> PROVIDED RECORDS:
※
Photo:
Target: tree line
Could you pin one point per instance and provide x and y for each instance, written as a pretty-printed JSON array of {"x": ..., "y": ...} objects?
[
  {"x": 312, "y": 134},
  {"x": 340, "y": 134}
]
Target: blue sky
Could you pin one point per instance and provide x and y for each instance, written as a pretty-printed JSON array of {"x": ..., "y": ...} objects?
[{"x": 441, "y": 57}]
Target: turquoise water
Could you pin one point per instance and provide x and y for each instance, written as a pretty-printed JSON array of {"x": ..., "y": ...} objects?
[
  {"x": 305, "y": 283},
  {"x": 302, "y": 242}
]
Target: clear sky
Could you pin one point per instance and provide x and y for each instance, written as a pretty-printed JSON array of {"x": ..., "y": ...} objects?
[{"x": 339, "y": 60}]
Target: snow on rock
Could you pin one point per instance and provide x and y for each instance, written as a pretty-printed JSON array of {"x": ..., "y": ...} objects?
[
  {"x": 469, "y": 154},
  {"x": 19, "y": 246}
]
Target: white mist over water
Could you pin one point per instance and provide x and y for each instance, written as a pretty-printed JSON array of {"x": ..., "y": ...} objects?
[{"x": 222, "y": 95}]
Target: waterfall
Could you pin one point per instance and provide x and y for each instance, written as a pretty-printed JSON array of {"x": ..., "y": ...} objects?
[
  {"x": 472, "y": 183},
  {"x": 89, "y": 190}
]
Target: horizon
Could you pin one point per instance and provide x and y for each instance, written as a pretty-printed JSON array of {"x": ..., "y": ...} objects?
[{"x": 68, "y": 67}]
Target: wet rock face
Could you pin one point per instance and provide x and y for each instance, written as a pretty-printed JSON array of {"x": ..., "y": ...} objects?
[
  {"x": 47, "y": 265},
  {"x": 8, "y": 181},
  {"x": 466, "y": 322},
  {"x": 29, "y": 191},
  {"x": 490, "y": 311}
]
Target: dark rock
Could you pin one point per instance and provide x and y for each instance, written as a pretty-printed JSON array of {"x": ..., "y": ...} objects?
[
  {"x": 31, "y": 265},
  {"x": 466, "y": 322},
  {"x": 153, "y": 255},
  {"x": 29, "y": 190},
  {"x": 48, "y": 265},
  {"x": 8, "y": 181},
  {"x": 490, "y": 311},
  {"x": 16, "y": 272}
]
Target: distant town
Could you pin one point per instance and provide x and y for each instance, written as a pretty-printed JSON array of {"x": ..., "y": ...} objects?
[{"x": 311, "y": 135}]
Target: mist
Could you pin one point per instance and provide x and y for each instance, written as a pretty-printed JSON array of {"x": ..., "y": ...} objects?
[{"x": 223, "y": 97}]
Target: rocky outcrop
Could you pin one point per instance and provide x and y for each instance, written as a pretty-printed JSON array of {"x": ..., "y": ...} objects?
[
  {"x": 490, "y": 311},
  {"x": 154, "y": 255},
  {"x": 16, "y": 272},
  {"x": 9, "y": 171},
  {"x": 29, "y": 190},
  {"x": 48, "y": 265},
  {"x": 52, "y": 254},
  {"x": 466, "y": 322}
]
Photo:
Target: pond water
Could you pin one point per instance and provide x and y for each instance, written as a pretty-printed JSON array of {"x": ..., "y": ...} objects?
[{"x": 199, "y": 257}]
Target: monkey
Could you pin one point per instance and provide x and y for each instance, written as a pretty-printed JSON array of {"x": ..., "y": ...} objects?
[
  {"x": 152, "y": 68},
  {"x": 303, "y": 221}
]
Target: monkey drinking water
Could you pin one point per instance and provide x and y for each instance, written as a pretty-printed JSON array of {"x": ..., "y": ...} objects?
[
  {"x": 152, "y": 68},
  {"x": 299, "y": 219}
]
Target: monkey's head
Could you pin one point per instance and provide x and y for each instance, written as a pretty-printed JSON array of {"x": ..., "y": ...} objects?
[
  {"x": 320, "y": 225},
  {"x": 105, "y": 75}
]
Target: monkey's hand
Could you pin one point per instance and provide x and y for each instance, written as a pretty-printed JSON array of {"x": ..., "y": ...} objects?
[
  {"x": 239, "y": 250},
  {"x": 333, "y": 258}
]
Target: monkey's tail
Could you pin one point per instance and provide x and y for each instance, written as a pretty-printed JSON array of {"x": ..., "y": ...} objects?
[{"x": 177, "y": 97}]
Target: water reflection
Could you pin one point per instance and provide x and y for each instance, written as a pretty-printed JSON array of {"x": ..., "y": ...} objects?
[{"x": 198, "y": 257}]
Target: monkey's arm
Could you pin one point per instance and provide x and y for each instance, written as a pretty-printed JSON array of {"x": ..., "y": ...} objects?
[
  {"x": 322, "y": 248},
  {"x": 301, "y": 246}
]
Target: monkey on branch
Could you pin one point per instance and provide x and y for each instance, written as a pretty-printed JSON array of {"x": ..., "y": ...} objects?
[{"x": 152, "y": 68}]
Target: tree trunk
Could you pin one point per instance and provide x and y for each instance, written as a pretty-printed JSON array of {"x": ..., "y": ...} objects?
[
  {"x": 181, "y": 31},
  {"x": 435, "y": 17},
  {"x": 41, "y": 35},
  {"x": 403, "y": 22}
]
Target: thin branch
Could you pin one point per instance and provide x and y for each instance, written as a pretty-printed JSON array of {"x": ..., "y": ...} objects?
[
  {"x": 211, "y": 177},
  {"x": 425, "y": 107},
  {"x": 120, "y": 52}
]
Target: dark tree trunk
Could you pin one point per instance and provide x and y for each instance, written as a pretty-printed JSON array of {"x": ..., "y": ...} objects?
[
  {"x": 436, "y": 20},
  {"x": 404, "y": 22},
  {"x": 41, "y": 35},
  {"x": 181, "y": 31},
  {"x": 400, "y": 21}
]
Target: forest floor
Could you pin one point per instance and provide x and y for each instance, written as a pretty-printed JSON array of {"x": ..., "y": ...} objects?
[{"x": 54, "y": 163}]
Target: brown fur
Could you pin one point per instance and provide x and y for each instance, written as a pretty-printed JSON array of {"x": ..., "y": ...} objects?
※
> YOUR ASSIGNMENT: Beginning with the line that holds "Target: brown fur" and ending with the last line of the listing, output every line exactly. Leave out everything else.

> WRITTEN SOLUTION:
Target: brown fur
Could you pin one point per instance and provide x and y for each instance, written as a pretty-printed JSON array of {"x": ..., "y": ...} objects?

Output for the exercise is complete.